Copy the whole listing below exactly as it appears, with every line unchanged.

● **DATASET RECORDS**:
◇ ◇ ◇ ◇ ◇
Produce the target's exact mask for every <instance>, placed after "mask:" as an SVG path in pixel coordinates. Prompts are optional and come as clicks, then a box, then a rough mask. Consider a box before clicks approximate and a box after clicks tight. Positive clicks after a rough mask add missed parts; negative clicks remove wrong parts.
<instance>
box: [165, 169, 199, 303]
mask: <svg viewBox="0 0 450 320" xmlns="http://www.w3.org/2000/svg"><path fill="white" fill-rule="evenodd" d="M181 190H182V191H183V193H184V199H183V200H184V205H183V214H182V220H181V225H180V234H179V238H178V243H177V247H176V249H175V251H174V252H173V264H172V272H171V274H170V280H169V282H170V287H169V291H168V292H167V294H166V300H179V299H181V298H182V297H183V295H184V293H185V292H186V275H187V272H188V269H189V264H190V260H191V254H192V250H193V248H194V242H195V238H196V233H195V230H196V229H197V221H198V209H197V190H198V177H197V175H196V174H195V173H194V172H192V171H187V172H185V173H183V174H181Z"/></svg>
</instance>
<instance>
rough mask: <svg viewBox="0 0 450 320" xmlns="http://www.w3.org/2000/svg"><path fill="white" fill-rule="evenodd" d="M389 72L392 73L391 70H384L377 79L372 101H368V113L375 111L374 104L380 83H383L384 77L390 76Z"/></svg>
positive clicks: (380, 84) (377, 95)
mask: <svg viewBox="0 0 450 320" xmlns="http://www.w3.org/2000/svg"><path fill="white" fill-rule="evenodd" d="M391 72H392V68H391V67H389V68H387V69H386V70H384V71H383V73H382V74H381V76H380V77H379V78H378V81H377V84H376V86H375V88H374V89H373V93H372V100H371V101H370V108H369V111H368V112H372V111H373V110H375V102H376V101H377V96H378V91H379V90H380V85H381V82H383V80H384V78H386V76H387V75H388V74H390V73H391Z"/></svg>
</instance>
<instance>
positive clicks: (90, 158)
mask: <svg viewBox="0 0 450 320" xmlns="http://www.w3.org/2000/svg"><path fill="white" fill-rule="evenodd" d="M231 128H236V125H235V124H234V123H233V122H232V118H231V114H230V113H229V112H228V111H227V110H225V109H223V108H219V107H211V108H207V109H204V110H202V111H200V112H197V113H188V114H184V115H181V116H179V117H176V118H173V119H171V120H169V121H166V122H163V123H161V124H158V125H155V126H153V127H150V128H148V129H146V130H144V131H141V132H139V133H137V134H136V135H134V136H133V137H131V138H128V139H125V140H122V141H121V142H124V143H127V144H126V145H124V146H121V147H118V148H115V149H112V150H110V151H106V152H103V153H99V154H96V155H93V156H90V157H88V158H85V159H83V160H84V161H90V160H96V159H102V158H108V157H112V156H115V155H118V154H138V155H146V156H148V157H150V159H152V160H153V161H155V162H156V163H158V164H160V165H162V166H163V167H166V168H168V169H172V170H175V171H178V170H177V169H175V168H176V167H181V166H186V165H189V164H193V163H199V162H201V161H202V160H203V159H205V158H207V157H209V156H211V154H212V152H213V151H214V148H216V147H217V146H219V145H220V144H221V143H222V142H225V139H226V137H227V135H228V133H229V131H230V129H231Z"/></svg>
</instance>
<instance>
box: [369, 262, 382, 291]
◇ ◇ ◇ ◇ ◇
● **RESPONSE BELOW**:
Produce the target's exact mask for every <instance>, placed after "mask:" as an SVG path in pixel coordinates. Prompts are optional and come as clicks, then a box, then a rough mask. Consider a box before clicks approximate and a box after clicks tight. Positive clicks after a rough mask add missed parts; negative clicks remove wrong parts.
<instance>
box: [165, 169, 199, 303]
mask: <svg viewBox="0 0 450 320" xmlns="http://www.w3.org/2000/svg"><path fill="white" fill-rule="evenodd" d="M181 190H182V191H183V193H184V199H183V200H184V205H183V214H182V220H181V225H180V234H179V238H178V243H177V247H176V249H175V251H174V252H173V264H172V272H171V274H170V280H169V282H170V287H169V291H168V292H167V294H166V300H179V299H181V298H182V297H183V295H184V293H185V292H186V275H187V272H188V269H189V264H190V260H191V254H192V250H193V248H194V242H195V238H196V233H195V230H196V229H197V221H198V209H197V190H198V177H197V175H196V174H195V173H194V172H192V171H187V172H185V173H183V174H181Z"/></svg>
</instance>
<instance>
rough mask: <svg viewBox="0 0 450 320" xmlns="http://www.w3.org/2000/svg"><path fill="white" fill-rule="evenodd" d="M389 72L392 73L391 70H384L377 79L372 101H368V113L375 111L374 104L380 83H383L384 77L390 76Z"/></svg>
positive clicks: (380, 84) (377, 95)
mask: <svg viewBox="0 0 450 320" xmlns="http://www.w3.org/2000/svg"><path fill="white" fill-rule="evenodd" d="M391 72H392V68H391V67H389V68H387V69H386V70H384V71H383V73H382V74H381V76H380V77H379V78H378V81H377V84H376V86H375V88H374V89H373V93H372V100H371V101H370V108H369V111H368V112H372V111H373V110H375V102H376V101H377V96H378V91H379V90H380V85H381V82H383V80H384V78H386V76H387V75H388V74H390V73H391Z"/></svg>
</instance>
<instance>
positive clicks: (90, 158)
mask: <svg viewBox="0 0 450 320" xmlns="http://www.w3.org/2000/svg"><path fill="white" fill-rule="evenodd" d="M231 128H236V125H235V124H234V123H233V122H232V118H231V114H230V113H229V112H228V111H227V110H225V109H223V108H219V107H211V108H207V109H204V110H202V111H200V112H197V113H188V114H184V115H181V116H179V117H176V118H173V119H171V120H169V121H166V122H163V123H161V124H158V125H155V126H153V127H150V128H148V129H146V130H144V131H141V132H139V133H137V134H136V135H134V136H133V137H131V138H128V139H125V140H122V141H121V142H124V143H127V144H126V145H124V146H121V147H118V148H115V149H112V150H110V151H106V152H103V153H99V154H96V155H93V156H90V157H88V158H85V159H83V160H84V161H90V160H96V159H102V158H108V157H112V156H115V155H118V154H138V155H146V156H148V157H150V159H152V160H153V161H155V162H156V163H158V164H160V165H162V166H163V167H166V168H168V169H172V170H175V171H178V170H177V169H175V168H176V167H181V166H186V165H189V164H193V163H199V162H201V161H202V160H203V159H205V158H207V157H209V156H211V154H212V152H213V151H214V148H216V147H217V146H219V145H220V144H221V143H222V142H225V139H226V137H227V135H228V133H229V131H230V129H231Z"/></svg>
</instance>
<instance>
box: [369, 262, 382, 291]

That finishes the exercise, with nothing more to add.